#### [Brief a]
Output the passage of the kernel quality article starting with "A number of developers" and going on through "its reputation back.", copied word for word.

── Selected excerpt

Various topics related to kernel quality

By Jonathan Corbet
November 14, 2007

Discussions of kernel quality are not a new phenomenon on linux-kernel. It is, indeed, a topic which comes up with a certain regularity, more so than with many other free software projects. The size of the kernel, the rate at which its code changes, and the wide range of environments in which the kernel runs all lead to unique challenges; add in the fact that kernel bugs can lead to catastrophic system failures and you have the material for no end of debate.

The latest round began when Natalie Protasevich, a Google developer who spends some time helping Andrew Morton track bugs, posted this list of a few dozen open bugs which seemed worthy of further attention. Andrew responded with his view of what was happening with those bug reports; that view was "no response from developers" in most cases:

So I count around seven reports which people are doing something with and twenty seven which have been just ignored.

A number of developers came back saying, in essence, that Andrew was employing an overly heavy hand and that his assertions were not always correct. Regardless of whether his claims are correct, Andrew has clearly touched a nerve.

He defended his posting by raising his often-expressed fear that the quality of the kernel is in decline. This is, he says, something which requires attention now:

If the kernel _is_ slowly deteriorating then this won't become readily apparent until it has been happening for a number of years. By that stage there will be so much work to do to get us back to an acceptable level that it will take a huge effort. And it will take a long time after that for the kernel to get its reputation back.

────
── Dataset extract

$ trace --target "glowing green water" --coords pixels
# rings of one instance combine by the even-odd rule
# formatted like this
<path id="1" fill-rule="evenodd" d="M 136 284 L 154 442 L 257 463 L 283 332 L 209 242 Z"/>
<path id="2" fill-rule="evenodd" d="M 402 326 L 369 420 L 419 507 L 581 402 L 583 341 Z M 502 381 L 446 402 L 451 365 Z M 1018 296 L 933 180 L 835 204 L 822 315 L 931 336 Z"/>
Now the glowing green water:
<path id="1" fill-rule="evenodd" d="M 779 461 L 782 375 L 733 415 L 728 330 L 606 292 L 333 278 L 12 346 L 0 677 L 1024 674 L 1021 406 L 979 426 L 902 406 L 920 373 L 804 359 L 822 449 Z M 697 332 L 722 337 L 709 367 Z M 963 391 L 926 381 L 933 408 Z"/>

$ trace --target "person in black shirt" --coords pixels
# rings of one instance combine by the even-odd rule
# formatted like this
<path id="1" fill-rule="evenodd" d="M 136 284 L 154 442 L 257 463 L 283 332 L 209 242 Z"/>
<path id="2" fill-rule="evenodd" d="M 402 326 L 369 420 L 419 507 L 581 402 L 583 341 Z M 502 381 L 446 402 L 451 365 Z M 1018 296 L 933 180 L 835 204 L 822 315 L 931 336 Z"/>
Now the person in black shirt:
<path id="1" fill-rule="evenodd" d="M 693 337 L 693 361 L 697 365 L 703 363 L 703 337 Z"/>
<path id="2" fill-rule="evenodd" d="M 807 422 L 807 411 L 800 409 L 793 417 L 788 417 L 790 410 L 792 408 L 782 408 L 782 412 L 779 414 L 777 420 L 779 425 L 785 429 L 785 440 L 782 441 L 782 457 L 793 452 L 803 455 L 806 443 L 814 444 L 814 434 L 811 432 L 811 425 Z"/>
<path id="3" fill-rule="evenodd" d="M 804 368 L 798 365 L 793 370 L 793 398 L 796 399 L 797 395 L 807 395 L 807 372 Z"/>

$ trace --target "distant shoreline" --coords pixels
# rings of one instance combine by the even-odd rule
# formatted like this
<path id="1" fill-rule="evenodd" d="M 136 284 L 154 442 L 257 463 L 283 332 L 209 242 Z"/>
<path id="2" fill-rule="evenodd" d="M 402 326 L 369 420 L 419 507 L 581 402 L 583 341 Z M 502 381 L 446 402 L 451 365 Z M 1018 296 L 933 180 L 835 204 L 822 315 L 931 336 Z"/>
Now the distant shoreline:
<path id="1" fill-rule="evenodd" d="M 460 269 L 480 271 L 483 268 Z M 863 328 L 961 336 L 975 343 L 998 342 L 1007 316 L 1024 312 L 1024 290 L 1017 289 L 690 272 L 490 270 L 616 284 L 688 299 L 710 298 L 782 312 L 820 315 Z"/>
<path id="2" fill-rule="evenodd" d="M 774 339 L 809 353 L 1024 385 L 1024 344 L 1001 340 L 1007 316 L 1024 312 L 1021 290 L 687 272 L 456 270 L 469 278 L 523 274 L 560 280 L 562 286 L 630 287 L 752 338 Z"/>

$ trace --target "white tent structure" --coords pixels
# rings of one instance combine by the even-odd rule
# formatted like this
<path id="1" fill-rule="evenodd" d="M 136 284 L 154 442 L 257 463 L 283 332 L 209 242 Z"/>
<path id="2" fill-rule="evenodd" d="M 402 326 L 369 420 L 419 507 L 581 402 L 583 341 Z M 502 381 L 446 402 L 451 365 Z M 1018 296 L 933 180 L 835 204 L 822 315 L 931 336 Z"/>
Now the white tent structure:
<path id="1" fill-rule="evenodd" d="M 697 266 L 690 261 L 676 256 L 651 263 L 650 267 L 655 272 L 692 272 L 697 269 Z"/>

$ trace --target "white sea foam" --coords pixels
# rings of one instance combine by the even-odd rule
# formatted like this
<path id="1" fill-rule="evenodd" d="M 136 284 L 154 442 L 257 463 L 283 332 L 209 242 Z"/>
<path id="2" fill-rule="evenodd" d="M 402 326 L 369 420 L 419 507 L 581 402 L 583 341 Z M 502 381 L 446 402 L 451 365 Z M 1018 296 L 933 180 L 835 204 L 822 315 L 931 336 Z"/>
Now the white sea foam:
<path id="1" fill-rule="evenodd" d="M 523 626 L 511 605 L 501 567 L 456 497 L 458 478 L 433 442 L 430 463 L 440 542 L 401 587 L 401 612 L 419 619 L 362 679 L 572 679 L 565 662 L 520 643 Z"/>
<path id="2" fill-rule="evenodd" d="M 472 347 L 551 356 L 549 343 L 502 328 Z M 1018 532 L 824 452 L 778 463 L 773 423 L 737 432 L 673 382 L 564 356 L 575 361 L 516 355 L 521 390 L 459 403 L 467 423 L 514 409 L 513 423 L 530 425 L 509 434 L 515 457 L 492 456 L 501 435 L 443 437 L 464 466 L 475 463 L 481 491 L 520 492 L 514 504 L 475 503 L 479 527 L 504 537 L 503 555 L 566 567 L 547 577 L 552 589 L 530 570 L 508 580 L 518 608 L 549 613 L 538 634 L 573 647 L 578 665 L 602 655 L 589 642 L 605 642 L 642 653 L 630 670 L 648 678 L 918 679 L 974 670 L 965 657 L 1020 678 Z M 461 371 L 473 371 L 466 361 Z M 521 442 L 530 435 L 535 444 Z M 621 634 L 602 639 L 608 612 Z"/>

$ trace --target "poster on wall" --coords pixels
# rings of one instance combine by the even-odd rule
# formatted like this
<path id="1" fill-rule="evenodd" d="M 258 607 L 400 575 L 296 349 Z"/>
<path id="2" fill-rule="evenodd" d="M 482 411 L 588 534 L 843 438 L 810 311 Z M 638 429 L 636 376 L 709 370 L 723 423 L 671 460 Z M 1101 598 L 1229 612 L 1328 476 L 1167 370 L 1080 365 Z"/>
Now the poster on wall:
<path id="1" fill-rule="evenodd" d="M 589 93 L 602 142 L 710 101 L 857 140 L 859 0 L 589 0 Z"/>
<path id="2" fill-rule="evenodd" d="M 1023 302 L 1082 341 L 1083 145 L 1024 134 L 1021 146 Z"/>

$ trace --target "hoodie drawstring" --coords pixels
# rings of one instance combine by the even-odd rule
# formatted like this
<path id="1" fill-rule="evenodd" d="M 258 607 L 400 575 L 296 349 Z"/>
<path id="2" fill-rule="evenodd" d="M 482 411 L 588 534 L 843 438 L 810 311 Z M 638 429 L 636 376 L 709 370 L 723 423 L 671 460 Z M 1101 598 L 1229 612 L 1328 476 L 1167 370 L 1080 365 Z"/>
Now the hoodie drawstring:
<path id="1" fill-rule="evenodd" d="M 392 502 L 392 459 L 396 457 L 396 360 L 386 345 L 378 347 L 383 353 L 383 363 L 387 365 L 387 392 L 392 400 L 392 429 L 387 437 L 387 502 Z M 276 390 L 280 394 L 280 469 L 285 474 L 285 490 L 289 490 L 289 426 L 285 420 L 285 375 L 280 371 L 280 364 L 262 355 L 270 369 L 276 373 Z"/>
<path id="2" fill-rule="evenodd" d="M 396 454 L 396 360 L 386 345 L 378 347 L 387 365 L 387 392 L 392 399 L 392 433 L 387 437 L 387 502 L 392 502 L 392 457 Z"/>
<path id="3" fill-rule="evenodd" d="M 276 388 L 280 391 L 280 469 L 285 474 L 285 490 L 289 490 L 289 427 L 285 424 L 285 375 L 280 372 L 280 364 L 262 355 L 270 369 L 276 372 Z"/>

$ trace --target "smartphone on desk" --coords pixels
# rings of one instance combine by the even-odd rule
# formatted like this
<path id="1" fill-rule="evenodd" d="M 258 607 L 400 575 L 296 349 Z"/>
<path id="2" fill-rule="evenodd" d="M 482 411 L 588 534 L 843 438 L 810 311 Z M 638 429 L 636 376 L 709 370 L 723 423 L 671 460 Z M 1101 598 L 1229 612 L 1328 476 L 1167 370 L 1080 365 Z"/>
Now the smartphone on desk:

────

#### [Brief b]
Format the lines of the listing as a numbered list, starting with its first line and going on through the line with "779 461 L 782", both included. Leave out blank lines.

#### [Final result a]
A number of developers came back saying, in essence, that Andrew was employing an overly heavy hand and that his assertions were not always correct. Regardless of whether his claims are correct, Andrew has clearly touched a nerve.

He defended his posting by raising his often-expressed fear that the quality of the kernel is in decline. This is, he says, something which requires attention now:

If the kernel _is_ slowly deteriorating then this won't become readily apparent until it has been happening for a number of years. By that stage there will be so much work to do to get us back to an acceptable level that it will take a huge effort. And it will take a long time after that for the kernel to get its reputation back.

#### [Final result b]
1. $ trace --target "glowing green water" --coords pixels
2. # rings of one instance combine by the even-odd rule
3. # formatted like this
4. <path id="1" fill-rule="evenodd" d="M 136 284 L 154 442 L 257 463 L 283 332 L 209 242 Z"/>
5. <path id="2" fill-rule="evenodd" d="M 402 326 L 369 420 L 419 507 L 581 402 L 583 341 Z M 502 381 L 446 402 L 451 365 Z M 1018 296 L 933 180 L 835 204 L 822 315 L 931 336 Z"/>
6. Now the glowing green water:
7. <path id="1" fill-rule="evenodd" d="M 779 461 L 782 375 L 733 415 L 728 330 L 606 292 L 333 278 L 12 346 L 0 677 L 1024 674 L 1021 406 L 979 426 L 902 406 L 920 373 L 804 359 L 822 449 Z M 697 332 L 722 337 L 709 367 Z M 963 391 L 926 381 L 933 408 Z"/>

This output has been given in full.